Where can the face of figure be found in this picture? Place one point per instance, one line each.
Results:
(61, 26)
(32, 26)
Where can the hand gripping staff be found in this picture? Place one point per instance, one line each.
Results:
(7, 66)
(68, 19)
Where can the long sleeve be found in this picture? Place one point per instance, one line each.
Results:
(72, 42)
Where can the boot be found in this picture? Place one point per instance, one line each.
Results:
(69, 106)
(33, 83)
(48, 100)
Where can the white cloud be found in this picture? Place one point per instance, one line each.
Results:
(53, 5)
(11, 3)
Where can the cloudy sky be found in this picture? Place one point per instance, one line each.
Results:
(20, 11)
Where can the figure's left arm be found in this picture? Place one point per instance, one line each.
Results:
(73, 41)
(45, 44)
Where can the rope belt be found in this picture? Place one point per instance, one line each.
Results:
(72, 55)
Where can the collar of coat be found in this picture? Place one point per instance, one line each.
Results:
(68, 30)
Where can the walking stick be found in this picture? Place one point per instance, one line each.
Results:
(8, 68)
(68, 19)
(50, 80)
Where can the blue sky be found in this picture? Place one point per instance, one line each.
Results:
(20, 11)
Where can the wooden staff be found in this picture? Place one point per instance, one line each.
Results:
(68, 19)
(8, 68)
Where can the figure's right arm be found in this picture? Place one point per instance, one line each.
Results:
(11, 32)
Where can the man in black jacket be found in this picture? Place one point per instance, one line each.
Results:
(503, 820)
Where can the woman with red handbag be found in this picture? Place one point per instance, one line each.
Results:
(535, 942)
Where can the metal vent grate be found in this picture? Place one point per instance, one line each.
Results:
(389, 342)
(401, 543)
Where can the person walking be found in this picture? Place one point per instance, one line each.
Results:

• WORK TO DO:
Repeat word for word the lines of the material from the line that contains "Where can the person" up to and including the last line of the material.

• WRITTEN RESPONSE:
Where can the person walking be found in this picture? Place one point per instance, one line each.
Results:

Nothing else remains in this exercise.